→ REQUIRED ACTION
Could you repeat every record below exactly as written?

→ RAW DATA
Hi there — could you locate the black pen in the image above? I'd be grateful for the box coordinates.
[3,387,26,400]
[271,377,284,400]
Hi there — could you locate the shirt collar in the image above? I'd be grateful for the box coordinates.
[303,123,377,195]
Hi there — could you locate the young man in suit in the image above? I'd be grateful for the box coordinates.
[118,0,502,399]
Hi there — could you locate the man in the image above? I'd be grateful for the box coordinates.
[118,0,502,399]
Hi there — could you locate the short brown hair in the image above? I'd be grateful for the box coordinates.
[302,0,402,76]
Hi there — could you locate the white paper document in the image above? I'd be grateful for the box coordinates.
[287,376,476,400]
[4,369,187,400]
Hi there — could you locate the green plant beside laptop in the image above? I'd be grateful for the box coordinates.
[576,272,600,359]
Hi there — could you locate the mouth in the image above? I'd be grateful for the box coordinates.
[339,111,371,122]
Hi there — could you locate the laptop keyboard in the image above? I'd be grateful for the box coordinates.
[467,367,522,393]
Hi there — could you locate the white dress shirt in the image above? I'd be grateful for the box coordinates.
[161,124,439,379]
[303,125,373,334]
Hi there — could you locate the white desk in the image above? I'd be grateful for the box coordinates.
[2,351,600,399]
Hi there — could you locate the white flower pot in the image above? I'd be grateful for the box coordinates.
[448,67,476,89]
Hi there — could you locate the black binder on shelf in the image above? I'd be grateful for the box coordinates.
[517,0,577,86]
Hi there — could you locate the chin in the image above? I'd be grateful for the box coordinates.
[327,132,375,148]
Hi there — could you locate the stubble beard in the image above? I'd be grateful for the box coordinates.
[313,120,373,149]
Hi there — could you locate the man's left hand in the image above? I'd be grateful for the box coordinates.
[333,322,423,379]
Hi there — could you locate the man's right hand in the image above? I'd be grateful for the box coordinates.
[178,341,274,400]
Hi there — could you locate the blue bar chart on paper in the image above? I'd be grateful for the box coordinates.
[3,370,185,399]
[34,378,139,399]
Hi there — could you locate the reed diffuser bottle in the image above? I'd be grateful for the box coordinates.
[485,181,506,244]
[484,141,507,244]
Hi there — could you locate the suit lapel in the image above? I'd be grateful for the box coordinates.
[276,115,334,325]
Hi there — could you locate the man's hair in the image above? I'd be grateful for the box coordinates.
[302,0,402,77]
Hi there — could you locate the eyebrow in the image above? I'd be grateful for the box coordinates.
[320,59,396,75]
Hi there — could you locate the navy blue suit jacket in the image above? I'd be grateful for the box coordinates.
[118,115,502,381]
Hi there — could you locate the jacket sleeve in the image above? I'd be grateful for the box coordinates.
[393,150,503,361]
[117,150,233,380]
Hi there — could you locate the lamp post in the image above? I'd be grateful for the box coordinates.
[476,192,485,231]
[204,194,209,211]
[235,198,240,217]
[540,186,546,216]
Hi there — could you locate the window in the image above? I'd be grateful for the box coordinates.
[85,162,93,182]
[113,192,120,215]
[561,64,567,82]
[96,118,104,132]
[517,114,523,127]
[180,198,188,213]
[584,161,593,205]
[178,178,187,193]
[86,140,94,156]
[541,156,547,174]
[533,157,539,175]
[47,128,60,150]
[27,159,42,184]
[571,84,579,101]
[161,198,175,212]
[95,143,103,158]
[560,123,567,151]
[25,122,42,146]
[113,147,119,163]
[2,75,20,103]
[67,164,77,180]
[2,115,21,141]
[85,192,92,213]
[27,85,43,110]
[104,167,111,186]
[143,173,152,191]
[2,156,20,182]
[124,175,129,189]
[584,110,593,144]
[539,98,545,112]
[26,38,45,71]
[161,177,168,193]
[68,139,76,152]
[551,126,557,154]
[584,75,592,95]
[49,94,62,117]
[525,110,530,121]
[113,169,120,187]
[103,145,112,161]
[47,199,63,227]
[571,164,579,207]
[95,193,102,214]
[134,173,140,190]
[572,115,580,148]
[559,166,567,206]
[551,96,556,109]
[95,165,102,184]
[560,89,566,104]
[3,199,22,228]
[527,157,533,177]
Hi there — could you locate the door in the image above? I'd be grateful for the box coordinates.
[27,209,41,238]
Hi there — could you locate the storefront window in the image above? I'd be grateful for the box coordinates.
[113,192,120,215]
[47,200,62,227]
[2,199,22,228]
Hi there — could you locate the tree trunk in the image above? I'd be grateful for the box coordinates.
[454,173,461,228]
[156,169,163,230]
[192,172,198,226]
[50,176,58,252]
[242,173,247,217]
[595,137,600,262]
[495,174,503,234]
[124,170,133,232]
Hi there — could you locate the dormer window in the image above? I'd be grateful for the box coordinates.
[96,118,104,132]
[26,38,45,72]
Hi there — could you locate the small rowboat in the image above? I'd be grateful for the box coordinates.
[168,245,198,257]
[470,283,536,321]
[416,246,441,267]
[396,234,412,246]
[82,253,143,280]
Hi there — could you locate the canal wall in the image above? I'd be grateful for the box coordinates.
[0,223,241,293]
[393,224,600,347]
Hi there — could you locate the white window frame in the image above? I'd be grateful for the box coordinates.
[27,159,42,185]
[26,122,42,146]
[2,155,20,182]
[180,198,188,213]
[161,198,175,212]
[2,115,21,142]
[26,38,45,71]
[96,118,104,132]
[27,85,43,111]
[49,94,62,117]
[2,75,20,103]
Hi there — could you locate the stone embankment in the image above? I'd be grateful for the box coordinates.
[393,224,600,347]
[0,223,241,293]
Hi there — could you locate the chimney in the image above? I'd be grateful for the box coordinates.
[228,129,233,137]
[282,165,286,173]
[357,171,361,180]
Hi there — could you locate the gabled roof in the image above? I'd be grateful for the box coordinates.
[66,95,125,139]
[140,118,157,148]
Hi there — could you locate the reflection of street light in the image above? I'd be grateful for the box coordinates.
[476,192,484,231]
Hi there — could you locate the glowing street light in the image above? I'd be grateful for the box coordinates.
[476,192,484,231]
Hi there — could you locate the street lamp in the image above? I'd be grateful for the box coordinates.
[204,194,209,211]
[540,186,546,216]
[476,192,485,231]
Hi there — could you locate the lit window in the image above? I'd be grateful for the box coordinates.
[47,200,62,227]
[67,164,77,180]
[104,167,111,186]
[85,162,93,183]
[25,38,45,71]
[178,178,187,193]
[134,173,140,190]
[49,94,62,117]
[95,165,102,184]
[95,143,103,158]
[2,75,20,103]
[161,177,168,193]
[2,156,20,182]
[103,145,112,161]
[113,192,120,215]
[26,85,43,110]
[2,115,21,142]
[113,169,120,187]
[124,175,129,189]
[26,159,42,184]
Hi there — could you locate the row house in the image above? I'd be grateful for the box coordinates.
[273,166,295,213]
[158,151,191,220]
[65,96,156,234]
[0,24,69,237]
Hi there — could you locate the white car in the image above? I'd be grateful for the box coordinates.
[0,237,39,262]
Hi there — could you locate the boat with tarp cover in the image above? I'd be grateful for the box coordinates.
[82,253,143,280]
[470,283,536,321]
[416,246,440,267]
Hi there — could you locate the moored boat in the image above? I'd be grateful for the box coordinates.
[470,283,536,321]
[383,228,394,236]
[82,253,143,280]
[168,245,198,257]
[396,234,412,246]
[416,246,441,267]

→ ANSWER TO THE PROBLEM
Hi there — could you locate the black pen in the image above? I'd be grateful for the box coordinates.
[3,387,26,400]
[271,377,284,400]
Hi there — could you locate the shirt collar in the image above? I'd be grateful for the box coordinates.
[303,123,377,195]
Hi there — could you locate the young man in suit in the image above? I'd be grateful for the box coordinates.
[118,0,502,399]
Hi there — could you locate the man in the image above? I'd be grateful for the box coordinates.
[118,0,502,399]
Hi there — could you locate the short brown hair in the image above? I'd be grateful for the box coordinates.
[302,0,402,76]
Hi there — could you locate the white paper document in the image above? I'd be grateful for the box coordinates.
[287,376,476,400]
[4,369,187,400]
Hi there — could you locate the green plant beside laptop in the image above? I'd be grateful for the box coordinates.
[576,272,600,359]
Hi there — could you locate the mouth in the image above? I'd be grateful for the box coordinates.
[339,111,371,122]
Hi there — could you locate the laptop keyboard in the image above? I'd be grateful for the box coordinates.
[467,367,522,393]
Hi there — could you locate the white dress shirt in the image above? I'd be grateful for the box coordinates.
[161,124,439,379]
[303,125,373,334]
Hi there — could you locate the white desk in the image above? I'd be grateful for the box coordinates.
[2,351,600,399]
Hi there — could you locate the white flower pot in the image above? I'd be grateful for the box coordinates.
[448,67,476,89]
Hi there — could you locate the black binder on shelf in the image above? I'd be grateful for the box coordinates.
[517,0,577,86]
Hi there — could you locate the chin in the image above? I'd be grateful for the box coordinates.
[327,132,375,148]
Hi there — could you locate the stubble beard in the image above? I'd be grateful for the box coordinates.
[313,120,373,149]
Hi there — could you locate the man's left hand in the image above? I'd be grateful for the box coordinates.
[333,322,423,379]
Hi there — could you locate the man's right hand in the image above? I'd be grateful for the box coordinates.
[178,341,274,400]
Hi there — could you locate the blue bar chart on paper in the image above? I'd be grateful for the box coordinates.
[3,370,185,399]
[34,378,139,399]
Hi there — could you locate the reed diffuser bottle in the image above? I'd be grateful for the box coordinates.
[485,181,506,244]
[484,141,507,244]
Hi there — could you locate the suit lapel in the image above? I'd be grateful for the box coordinates.
[276,115,334,325]
Hi there — could you locate the man's hair in the image above? I'd be grateful for the box coordinates.
[302,0,402,77]
Hi there — could you locate the eyebrow in the image above? I'd be grateful for the box coordinates.
[320,59,396,75]
Hi there — could you locate the navy blue suit jacket in the image above? I'd be grateful for the box coordinates.
[118,115,502,381]
Hi there — could you locate the jacket sleeve in the image above? I'd be grateful for the box coordinates.
[393,150,503,361]
[117,150,233,380]
Hi there — could you locate the lamp post in the image above? I'd be grateful for the box coordinates.
[476,192,485,231]
[204,194,209,211]
[235,198,240,217]
[540,186,546,216]
Hi there — could you locate the window in the image above? I'd be grateful for the box coordinates.
[85,162,93,182]
[113,192,120,215]
[561,64,567,82]
[96,118,104,132]
[517,114,523,127]
[180,198,188,213]
[584,161,593,205]
[178,178,187,193]
[86,140,94,156]
[541,156,547,174]
[533,157,539,175]
[47,128,60,150]
[27,159,42,184]
[571,84,579,101]
[161,198,175,212]
[95,143,103,158]
[560,123,567,151]
[25,122,42,146]
[113,147,119,163]
[2,75,20,103]
[67,164,77,180]
[2,115,21,141]
[85,192,92,213]
[27,85,43,110]
[104,167,111,186]
[143,173,152,191]
[2,156,20,182]
[124,175,129,189]
[584,110,593,144]
[539,98,545,112]
[26,38,45,71]
[161,177,168,193]
[68,139,76,152]
[551,126,557,154]
[584,75,592,95]
[49,94,62,117]
[525,110,530,121]
[113,169,120,187]
[103,145,112,161]
[47,199,63,227]
[571,164,579,207]
[95,193,102,214]
[134,173,140,190]
[572,115,580,148]
[559,166,567,206]
[551,96,556,109]
[95,165,102,184]
[560,89,566,104]
[3,199,22,228]
[527,157,533,177]
Hi there — could you locate the door in the image above? I'd be grateful for the box coordinates.
[27,209,41,238]
Hi there — could you locate the storefront window in the image above? I'd be grateful for the box coordinates.
[113,192,120,215]
[47,200,62,227]
[2,199,22,228]
Hi there — could you locate the tree trunk in the image above? I'd be grateful for the box coordinates.
[454,173,461,228]
[156,169,163,230]
[192,172,198,226]
[50,176,58,252]
[242,173,247,217]
[595,137,600,262]
[495,174,503,234]
[124,170,133,232]
Hi there — could you locate the dormer window in the image above? I'd be grateful for the box coordinates.
[96,118,104,132]
[26,38,45,72]
Hi there — could you locate the small rowboat in the image above? I'd be grateful for the box coordinates.
[168,245,198,257]
[470,283,536,321]
[416,246,441,267]
[396,234,412,246]
[82,253,143,280]
Hi there — could you locate the canal wall in the image above? I'd be grateful for the box coordinates.
[0,223,241,293]
[393,224,600,347]
Hi there — could you locate the white window frame in the image above? I'd be grateful for the box coordinates.
[27,159,42,185]
[26,122,42,146]
[2,155,20,182]
[180,198,188,213]
[161,198,175,212]
[2,115,21,142]
[26,38,45,71]
[96,118,104,132]
[27,85,43,111]
[49,94,62,117]
[2,75,20,103]
Hi there — could you locate the stone embankment in the image above? I'd be grateful for the box coordinates.
[393,224,600,347]
[0,223,241,293]
Hi there — could you locate the chimney in the image above? I'd be grateful for the box coordinates.
[228,129,233,137]
[282,165,286,173]
[357,171,361,180]
Hi there — could you locate the gabled roof in the image above? I'd be grateful for the box coordinates.
[66,95,125,139]
[140,118,157,148]
Hi there — could you locate the reflection of street light in the image above? I'd be grateful for the box coordinates.
[476,192,484,231]
Hi there — could you locate the glowing street light in the image above? I'd be grateful for the box coordinates.
[476,192,484,231]
Hi there — could you locate the street lamp in the image above? I'd be grateful for the box coordinates.
[204,194,209,211]
[540,186,546,216]
[476,192,485,231]
Hi there — could you locate the lit window in the image above? I'd be grateful for the box coordinates.
[47,200,62,227]
[67,164,77,180]
[104,167,111,186]
[85,162,93,183]
[25,38,45,71]
[178,178,187,193]
[134,173,140,190]
[49,94,62,117]
[95,165,102,184]
[95,143,103,158]
[2,75,20,103]
[161,177,168,193]
[2,156,20,182]
[103,145,112,161]
[113,192,120,215]
[26,85,43,110]
[2,115,21,142]
[113,169,120,187]
[124,175,129,189]
[26,159,42,184]
Hi there — could you locate the row house in the image above? I'd be grateful for the box coordinates.
[273,166,295,213]
[158,151,191,220]
[65,96,156,234]
[0,24,69,237]
Hi there — could you locate the white car in the image above? I'd be grateful for the box coordinates.
[0,237,39,262]
Hi there — could you locate the boat with tarp cover in the image above? I'd be grateful for the box coordinates.
[82,253,143,280]
[470,283,536,321]
[416,246,440,267]
Hi there — could you locate the moored boat in the image above? I'd be grateful for the box coordinates.
[470,283,536,321]
[383,228,394,236]
[82,253,143,280]
[168,245,198,257]
[396,234,412,246]
[416,246,441,267]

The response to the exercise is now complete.